Can you reproduce all of the records below word for word, changing nothing?
★ ★ ★ ★
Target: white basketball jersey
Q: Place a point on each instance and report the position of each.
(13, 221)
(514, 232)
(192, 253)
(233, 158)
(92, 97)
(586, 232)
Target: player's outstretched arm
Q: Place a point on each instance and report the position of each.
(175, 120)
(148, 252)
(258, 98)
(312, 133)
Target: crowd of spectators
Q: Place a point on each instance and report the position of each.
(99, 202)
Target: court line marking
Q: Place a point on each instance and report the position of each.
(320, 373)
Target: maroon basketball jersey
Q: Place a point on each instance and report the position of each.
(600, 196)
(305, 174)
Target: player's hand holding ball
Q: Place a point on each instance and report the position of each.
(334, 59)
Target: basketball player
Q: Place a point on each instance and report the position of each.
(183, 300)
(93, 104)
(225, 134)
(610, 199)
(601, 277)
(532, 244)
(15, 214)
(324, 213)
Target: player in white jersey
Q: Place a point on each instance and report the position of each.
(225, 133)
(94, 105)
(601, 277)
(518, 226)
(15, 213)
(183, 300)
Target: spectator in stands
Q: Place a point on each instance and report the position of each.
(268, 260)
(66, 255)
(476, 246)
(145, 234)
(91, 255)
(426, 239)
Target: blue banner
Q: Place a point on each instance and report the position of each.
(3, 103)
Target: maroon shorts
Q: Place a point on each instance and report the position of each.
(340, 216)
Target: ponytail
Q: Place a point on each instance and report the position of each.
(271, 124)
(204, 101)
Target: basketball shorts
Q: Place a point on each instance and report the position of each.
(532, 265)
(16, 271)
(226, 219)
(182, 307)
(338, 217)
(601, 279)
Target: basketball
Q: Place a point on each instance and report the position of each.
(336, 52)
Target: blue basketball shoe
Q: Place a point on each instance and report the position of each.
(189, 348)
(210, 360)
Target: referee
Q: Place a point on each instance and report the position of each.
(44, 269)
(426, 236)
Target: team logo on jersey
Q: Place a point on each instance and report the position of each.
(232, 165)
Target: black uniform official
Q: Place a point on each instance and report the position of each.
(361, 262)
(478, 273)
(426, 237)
★ ★ ★ ★
RESPONSE TO THIS TASK
Target: white basketball jersey
Q: Place a point on each instance and report the position of each.
(13, 221)
(514, 232)
(192, 253)
(233, 158)
(92, 97)
(586, 232)
Target: player's outstretched arm
Q: Place a point on each instance and report the position of each.
(175, 120)
(148, 252)
(258, 98)
(312, 133)
Target: crowd of spectators
Q: Place a point on each instance and report the position of each.
(99, 202)
Target: court line marking
Q: Place a point on each instance and report the position of each.
(320, 373)
Target: maroon basketball jersey
Q: Place a point on each instance and report the position of each.
(600, 196)
(305, 174)
Target: player's hand holding ball
Q: Place a point on each instance and report the position of each.
(334, 59)
Target: basketball player
Q: Place a point on each instance and report the position of each.
(183, 300)
(93, 104)
(225, 134)
(610, 199)
(601, 277)
(532, 244)
(15, 214)
(324, 213)
Target: player in white jersey
Q: Place a point on each instance and report the position of each.
(225, 133)
(94, 105)
(601, 277)
(518, 226)
(15, 213)
(183, 300)
Target: spectator in stands
Q: Place a point on each instance and report the position of each.
(268, 260)
(66, 255)
(476, 246)
(145, 234)
(91, 255)
(426, 239)
Target: blue banner
Q: Place a point on each instance and report the position of each.
(3, 103)
Target: maroon shorts
Q: Place a point on each instance and report the position of each.
(340, 216)
Target: ponytail
Q: Place a point on each instance and report the position of each.
(271, 124)
(204, 101)
Target: basketball shorts
Q: Place a point on each instance and report the position of each.
(532, 265)
(16, 271)
(226, 219)
(182, 307)
(338, 217)
(601, 279)
Target: basketball
Q: Place a point on each instance and report the position of each.
(336, 52)
Target: blue basketball shoe
Q: Place a point on each instance and report the position of each.
(189, 348)
(210, 360)
Target: referee
Q: Place a point on each instance and report the position of each.
(44, 269)
(426, 236)
Target: team logo on jersey
Q: Place a point on each instance and report the position of each.
(232, 165)
Target: black uniform official
Q: Place a point on each instance and report the position of each.
(361, 262)
(478, 273)
(426, 237)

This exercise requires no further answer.